## Written exercise
Print the listing below verbatim, omitting the pictures.
※
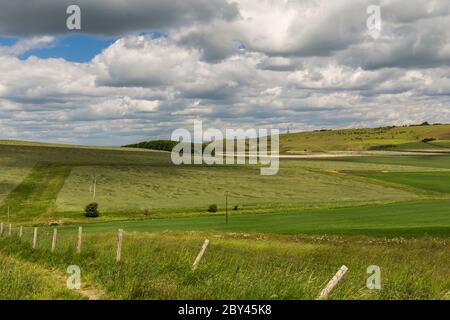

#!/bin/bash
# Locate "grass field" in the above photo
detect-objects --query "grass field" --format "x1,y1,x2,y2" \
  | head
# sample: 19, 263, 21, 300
0, 254, 81, 300
0, 133, 450, 299
0, 232, 450, 300
358, 172, 450, 194
280, 125, 450, 153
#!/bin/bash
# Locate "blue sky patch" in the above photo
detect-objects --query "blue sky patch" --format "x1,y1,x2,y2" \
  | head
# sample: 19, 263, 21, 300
※
## Correct output
#!/bin/bash
# Locate "grass field" in the above photo
detect-objects --query "grass field" --format "x1,y1,x2,y2" \
  | head
# sample: 19, 263, 21, 300
0, 254, 81, 300
0, 133, 450, 299
0, 232, 450, 300
358, 172, 450, 194
280, 125, 450, 153
#!/bin/bash
# Locate "blue sky patch" in the above photo
detect-objects --query "blue sky patch" --format "x1,y1,x2,y2" \
  | head
# sample: 19, 263, 21, 300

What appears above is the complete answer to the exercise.